SOURCE PASSAGE –
___

Julius Ficker or Julius von Ficker or Johann Kaspar Julius Ficker von Feldhaus (30 April 1826 – 10 June 1902) was a Roman Catholic German historian. In 1898 he was awarded the Pour le Mérite for Sciences and Arts.

==Career==
Born at Paderborn, Ficker studied history and law at Bonn, Münster, and Berlin, and during 1848-49 lived in Frankfurt, where he was closely associated with the noted historian Johann Friedrich Böhmer, who proved himself a generous friend and patron. In 1852 he proceeded to Bonn, but shortly afterwards accepted an invitation from Count Leopold Thun-Hohenstein, the reorganizer of the Austrian system of education, to settle at Innsbruck as professor of general history. In 1863, however, he joined the faculty of jurisprudence, and his lectures on political and legal history drew around him a large circle of devoted and admiring pupils. In 1866 he was elected member of the Austrian Academy of Sciences, but retired, after being ennobled by the Emperor of Austria, Franz Joseph, in 1879.

___

DATA FOR REVIEW –
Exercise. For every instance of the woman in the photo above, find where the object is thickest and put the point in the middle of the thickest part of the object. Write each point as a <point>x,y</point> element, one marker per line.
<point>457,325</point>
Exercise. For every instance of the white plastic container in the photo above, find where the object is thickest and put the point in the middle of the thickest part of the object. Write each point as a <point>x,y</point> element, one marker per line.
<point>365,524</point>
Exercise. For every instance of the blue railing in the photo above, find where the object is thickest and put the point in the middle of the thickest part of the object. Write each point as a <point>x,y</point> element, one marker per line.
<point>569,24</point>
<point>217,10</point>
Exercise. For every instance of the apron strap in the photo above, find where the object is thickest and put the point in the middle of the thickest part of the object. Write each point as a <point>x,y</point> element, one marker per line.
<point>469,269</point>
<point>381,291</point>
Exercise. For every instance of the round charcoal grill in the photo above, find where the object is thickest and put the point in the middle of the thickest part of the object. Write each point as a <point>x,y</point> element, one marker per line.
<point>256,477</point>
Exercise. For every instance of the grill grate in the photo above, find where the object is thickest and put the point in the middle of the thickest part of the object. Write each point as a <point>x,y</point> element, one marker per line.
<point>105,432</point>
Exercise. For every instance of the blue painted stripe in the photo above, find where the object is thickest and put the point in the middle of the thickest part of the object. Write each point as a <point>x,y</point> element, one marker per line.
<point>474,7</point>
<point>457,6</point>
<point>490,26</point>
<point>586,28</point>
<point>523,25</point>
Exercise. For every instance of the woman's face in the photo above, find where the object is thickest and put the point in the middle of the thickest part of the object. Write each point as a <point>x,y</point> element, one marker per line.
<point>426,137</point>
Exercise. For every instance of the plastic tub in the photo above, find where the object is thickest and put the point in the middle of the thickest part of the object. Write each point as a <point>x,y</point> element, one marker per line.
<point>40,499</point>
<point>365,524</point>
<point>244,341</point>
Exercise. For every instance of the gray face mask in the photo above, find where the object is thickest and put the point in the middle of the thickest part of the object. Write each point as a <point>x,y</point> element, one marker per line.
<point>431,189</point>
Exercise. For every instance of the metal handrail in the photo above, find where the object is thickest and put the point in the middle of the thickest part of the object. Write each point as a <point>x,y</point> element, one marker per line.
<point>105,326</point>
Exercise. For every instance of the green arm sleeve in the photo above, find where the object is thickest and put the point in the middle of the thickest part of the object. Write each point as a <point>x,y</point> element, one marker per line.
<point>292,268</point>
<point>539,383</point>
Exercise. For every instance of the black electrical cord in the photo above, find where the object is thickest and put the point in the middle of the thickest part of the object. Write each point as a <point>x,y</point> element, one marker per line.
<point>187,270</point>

___

WHAT THE EXERCISE ASKS –
Transcribe the part of the Julius Ficker passage that starts with "Julius Ficker or" and goes on through "Sciences and Arts.", keeping every word and punctuation mark unchanged.

EXERCISE SOLUTION –
Julius Ficker or Julius von Ficker or Johann Kaspar Julius Ficker von Feldhaus (30 April 1826 – 10 June 1902) was a Roman Catholic German historian. In 1898 he was awarded the Pour le Mérite for Sciences and Arts.